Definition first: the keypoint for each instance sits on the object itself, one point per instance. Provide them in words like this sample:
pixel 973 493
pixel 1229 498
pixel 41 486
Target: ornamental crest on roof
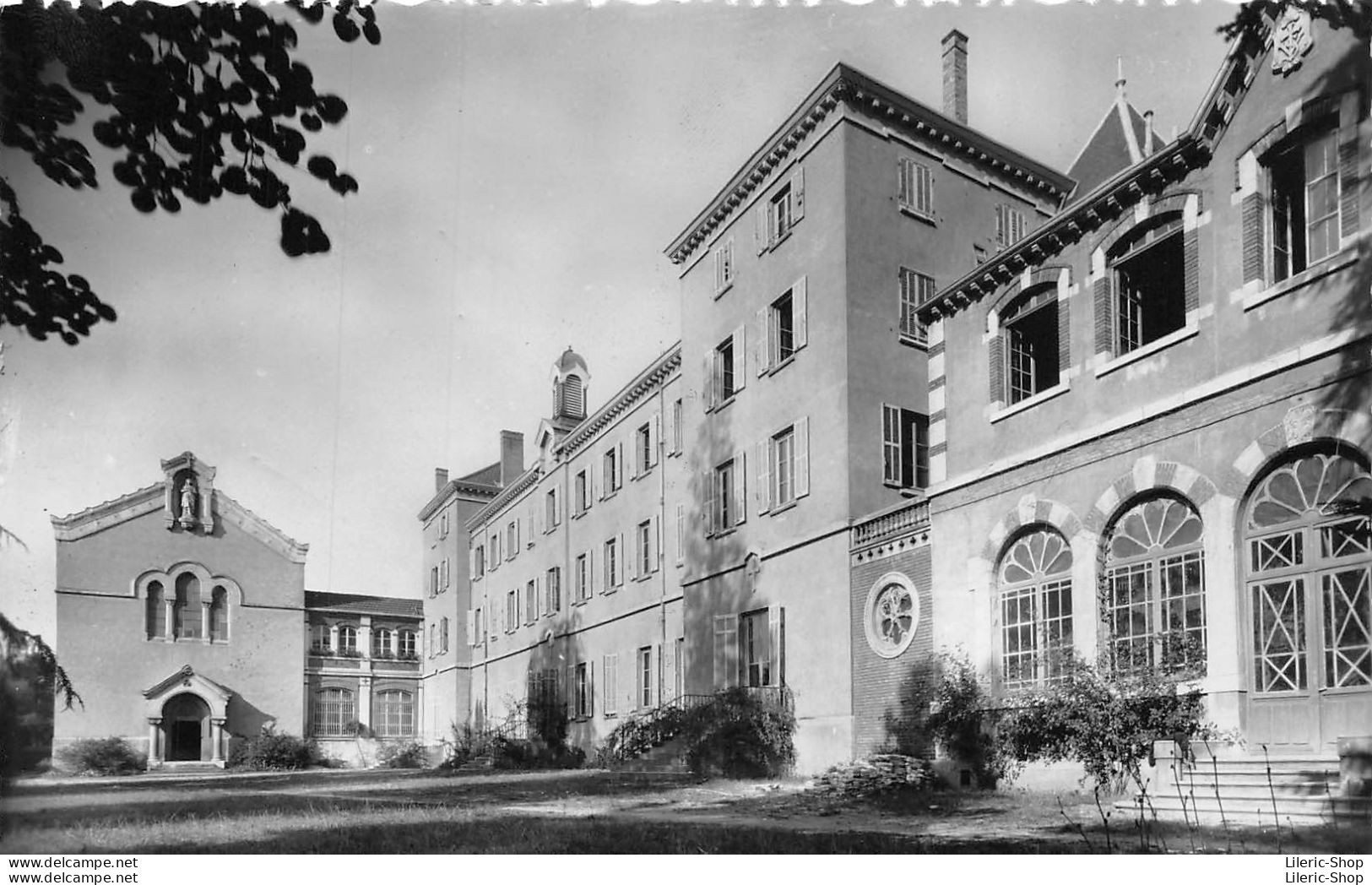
:::::
## Exercise aim
Reproduce every line of the entries above with "roof" swapped for "gable" and everything else unchanged. Omit the pictures.

## Written answer
Definition first: the keypoint for each instance sits on the object itself, one point per instance. Provide them in words like this sample:
pixel 973 493
pixel 1229 498
pixel 41 486
Target: ornamental crest on gable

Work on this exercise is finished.